Stored items from a collection

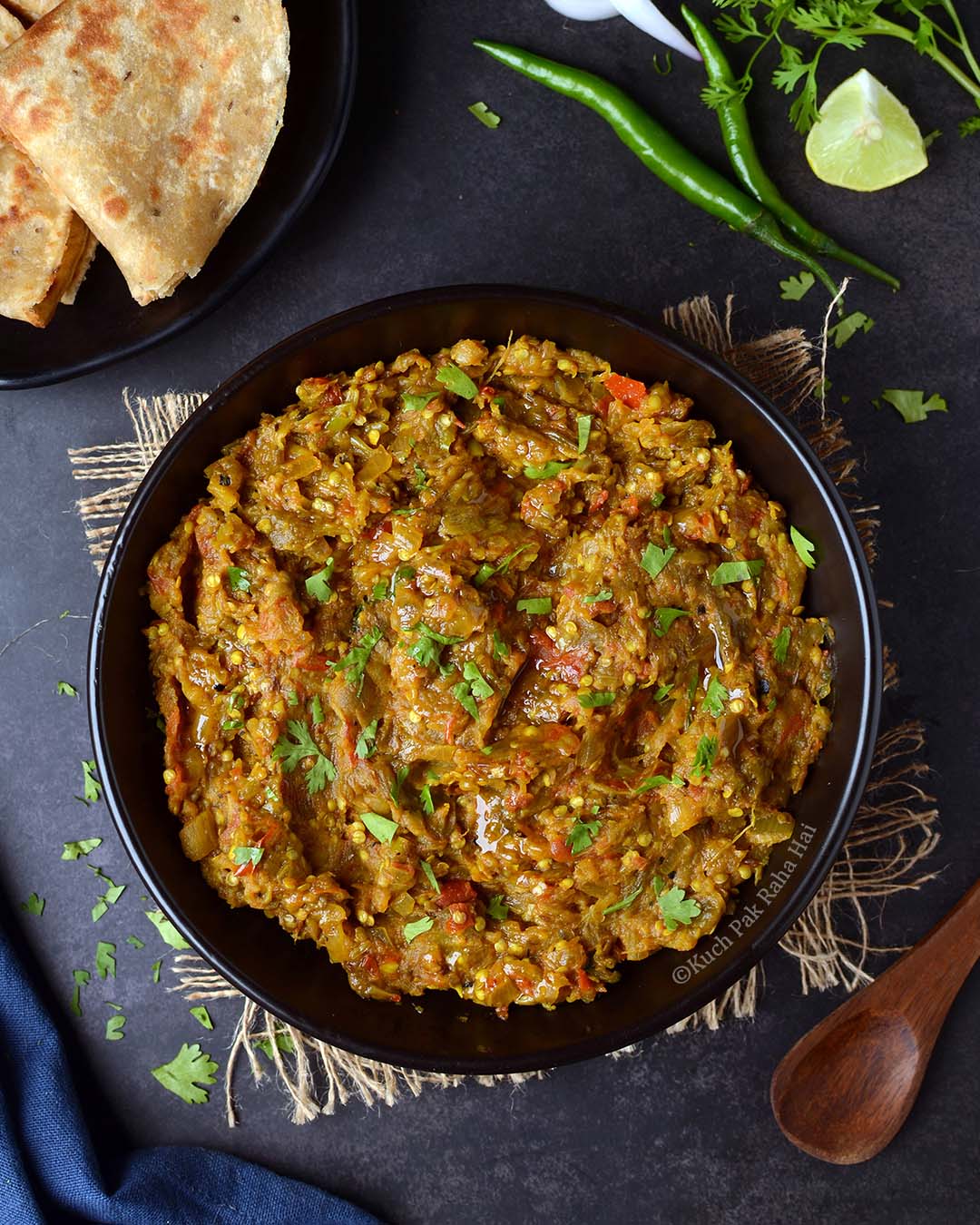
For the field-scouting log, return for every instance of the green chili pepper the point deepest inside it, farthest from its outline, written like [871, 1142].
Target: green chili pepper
[745, 162]
[659, 151]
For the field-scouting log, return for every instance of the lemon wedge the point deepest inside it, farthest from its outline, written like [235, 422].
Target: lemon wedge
[865, 139]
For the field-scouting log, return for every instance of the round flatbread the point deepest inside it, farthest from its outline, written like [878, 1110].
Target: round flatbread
[154, 118]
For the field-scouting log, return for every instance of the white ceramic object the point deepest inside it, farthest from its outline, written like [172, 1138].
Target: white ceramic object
[642, 14]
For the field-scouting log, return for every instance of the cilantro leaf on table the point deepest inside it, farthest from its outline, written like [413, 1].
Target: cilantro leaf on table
[105, 959]
[912, 405]
[485, 115]
[91, 786]
[80, 848]
[301, 745]
[794, 288]
[169, 935]
[115, 1028]
[186, 1073]
[848, 326]
[675, 908]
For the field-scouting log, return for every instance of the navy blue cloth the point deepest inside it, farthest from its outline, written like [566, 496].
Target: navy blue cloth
[49, 1170]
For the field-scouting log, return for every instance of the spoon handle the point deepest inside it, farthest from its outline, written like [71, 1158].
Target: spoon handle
[930, 974]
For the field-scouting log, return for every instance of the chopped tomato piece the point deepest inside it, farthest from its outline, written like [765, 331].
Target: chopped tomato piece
[630, 391]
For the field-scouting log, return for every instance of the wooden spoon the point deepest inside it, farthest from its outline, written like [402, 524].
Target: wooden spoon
[847, 1087]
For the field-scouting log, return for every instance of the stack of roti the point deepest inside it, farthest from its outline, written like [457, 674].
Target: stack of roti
[44, 245]
[150, 122]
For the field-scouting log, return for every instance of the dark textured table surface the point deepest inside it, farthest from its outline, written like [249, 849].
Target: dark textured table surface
[424, 195]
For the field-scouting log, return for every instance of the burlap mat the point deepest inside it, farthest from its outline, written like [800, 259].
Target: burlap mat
[893, 833]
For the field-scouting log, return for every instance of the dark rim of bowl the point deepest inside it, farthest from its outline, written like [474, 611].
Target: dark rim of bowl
[795, 899]
[277, 231]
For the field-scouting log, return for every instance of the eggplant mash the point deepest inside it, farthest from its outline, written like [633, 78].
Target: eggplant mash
[486, 671]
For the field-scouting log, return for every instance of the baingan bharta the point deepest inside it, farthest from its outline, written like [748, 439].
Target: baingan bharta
[486, 671]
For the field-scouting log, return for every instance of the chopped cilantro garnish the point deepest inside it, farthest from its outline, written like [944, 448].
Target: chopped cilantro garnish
[427, 647]
[318, 584]
[381, 827]
[583, 426]
[714, 699]
[704, 755]
[356, 661]
[486, 571]
[913, 405]
[413, 403]
[623, 902]
[105, 959]
[169, 935]
[457, 381]
[185, 1074]
[91, 786]
[675, 908]
[539, 606]
[485, 115]
[654, 557]
[603, 697]
[83, 847]
[665, 618]
[737, 571]
[497, 908]
[367, 744]
[247, 855]
[238, 580]
[804, 548]
[582, 836]
[114, 1028]
[416, 928]
[395, 790]
[546, 471]
[301, 745]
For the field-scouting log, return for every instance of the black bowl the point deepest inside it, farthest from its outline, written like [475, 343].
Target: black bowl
[297, 980]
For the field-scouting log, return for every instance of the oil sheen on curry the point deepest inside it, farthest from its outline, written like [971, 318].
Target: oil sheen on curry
[486, 671]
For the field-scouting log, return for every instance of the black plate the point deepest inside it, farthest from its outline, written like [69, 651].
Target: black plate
[105, 324]
[297, 980]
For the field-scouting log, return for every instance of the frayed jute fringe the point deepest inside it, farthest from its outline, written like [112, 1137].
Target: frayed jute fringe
[886, 851]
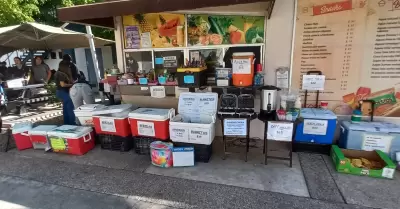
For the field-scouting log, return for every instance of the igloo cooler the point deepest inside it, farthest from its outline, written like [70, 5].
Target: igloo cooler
[20, 132]
[195, 123]
[39, 138]
[74, 140]
[84, 113]
[113, 120]
[318, 127]
[152, 122]
[370, 136]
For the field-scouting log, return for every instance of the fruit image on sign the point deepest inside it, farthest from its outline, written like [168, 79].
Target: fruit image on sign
[164, 29]
[217, 30]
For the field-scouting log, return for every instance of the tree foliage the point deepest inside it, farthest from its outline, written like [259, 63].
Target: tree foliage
[14, 12]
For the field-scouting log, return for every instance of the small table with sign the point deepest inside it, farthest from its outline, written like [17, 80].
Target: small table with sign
[237, 127]
[283, 131]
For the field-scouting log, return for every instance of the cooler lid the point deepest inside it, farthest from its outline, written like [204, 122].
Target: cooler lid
[152, 113]
[42, 129]
[114, 109]
[242, 54]
[69, 131]
[90, 107]
[317, 113]
[161, 145]
[21, 127]
[382, 127]
[198, 103]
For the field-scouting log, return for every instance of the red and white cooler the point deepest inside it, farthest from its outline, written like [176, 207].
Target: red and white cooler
[21, 135]
[39, 138]
[74, 140]
[151, 122]
[84, 113]
[113, 120]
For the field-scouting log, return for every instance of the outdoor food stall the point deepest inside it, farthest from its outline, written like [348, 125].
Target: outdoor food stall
[198, 73]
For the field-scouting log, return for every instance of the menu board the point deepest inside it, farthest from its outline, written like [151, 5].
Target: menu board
[154, 30]
[356, 45]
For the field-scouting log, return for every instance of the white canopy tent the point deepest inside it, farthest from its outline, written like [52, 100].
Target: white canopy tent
[38, 36]
[34, 35]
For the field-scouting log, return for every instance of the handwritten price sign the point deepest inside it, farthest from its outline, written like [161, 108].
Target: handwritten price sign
[313, 82]
[280, 131]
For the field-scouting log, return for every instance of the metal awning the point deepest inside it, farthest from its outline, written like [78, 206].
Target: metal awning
[101, 14]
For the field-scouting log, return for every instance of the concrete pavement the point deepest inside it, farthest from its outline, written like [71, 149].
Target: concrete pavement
[33, 182]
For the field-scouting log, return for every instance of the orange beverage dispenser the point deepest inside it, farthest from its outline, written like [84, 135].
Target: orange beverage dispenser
[243, 68]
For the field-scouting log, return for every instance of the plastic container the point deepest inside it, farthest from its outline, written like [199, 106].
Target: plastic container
[370, 136]
[202, 153]
[74, 140]
[113, 120]
[243, 68]
[195, 122]
[151, 122]
[6, 140]
[21, 135]
[161, 154]
[318, 127]
[116, 143]
[39, 138]
[84, 113]
[191, 77]
[142, 144]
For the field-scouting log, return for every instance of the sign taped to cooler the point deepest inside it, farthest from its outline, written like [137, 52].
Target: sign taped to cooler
[356, 45]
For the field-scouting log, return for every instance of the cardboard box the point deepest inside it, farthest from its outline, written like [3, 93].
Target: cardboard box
[341, 159]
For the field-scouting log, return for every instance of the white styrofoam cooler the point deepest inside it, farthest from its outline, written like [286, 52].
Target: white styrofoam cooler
[113, 120]
[39, 138]
[113, 109]
[85, 112]
[195, 122]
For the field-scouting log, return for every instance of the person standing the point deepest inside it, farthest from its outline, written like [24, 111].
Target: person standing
[64, 82]
[19, 70]
[67, 59]
[81, 92]
[40, 72]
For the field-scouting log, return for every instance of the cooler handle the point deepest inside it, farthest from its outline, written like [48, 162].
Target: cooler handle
[89, 138]
[171, 113]
[372, 102]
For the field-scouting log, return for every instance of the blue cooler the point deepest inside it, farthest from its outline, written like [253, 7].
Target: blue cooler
[318, 127]
[370, 136]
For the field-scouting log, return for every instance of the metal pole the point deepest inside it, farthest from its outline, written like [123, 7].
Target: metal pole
[94, 57]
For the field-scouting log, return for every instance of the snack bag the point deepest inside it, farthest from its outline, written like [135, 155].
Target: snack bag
[350, 100]
[362, 93]
[384, 100]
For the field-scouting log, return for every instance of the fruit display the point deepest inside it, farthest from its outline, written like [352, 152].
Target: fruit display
[387, 101]
[217, 30]
[161, 154]
[157, 30]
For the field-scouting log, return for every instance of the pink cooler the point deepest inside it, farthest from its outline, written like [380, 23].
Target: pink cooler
[152, 122]
[21, 135]
[113, 120]
[74, 140]
[39, 138]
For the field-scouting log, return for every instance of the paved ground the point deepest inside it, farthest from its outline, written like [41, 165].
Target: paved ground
[34, 182]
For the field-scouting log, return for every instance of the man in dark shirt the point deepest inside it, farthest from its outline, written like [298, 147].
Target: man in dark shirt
[67, 59]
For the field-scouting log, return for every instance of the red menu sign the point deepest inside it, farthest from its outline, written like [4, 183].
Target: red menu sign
[332, 7]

• **Directive**: Render the entries from the start through the line that contains "[847, 1087]" as a JSON list of strings, one per line, skipping blank lines. Leave the pictures out.

• **Complete output**:
[
  "For the field-scouting log, return for every instance of the green chili pepper the point deepest inside it, farthest from its outline, written like [871, 1142].",
  "Target: green chili pepper",
  "[745, 162]",
  "[659, 151]",
  "For the field-scouting log, return for every instance of the lemon wedge the point deepest inside it, farthest from its outline, written like [235, 422].",
  "Target: lemon wedge",
  "[865, 139]",
  "For the field-scouting log, return for every instance of the round flatbread the point deepest inside it, farthest from its outline, written like [878, 1110].",
  "Target: round flatbread",
  "[154, 118]",
  "For the field-scouting log, return for every instance of the white ceramic object the point deepest inside it, farthest from its outline, written like [172, 1138].",
  "Target: white ceramic object",
  "[642, 14]",
  "For the field-scouting log, return for every instance of the cilantro leaf on table the point deepest inside it, farthest from its outline, written like [413, 1].",
  "Target: cilantro leaf on table",
  "[105, 959]",
  "[912, 405]",
  "[485, 115]",
  "[91, 786]",
  "[80, 848]",
  "[301, 745]",
  "[794, 288]",
  "[169, 935]",
  "[115, 1028]",
  "[186, 1073]",
  "[848, 326]",
  "[675, 908]",
  "For the field-scouting log, return for every instance of the navy blue cloth the point deepest inside it, farthest from its outline, written like [566, 496].",
  "Target: navy blue cloth",
  "[49, 1170]",
  "For the field-scouting log, return for every instance of the spoon handle the point deepest inside it, farthest from its outline, written like [71, 1158].",
  "Target: spoon handle",
  "[930, 974]",
  "For the field-scouting log, return for every instance of the chopped tomato piece the point deepest inside it, farthest from its outline, written like [765, 331].",
  "Target: chopped tomato piece",
  "[630, 391]",
  "For the field-scouting log, return for every instance of the wooden spoon the point deepest inside it, farthest from its outline, written like [402, 524].",
  "Target: wooden spoon",
  "[847, 1087]"
]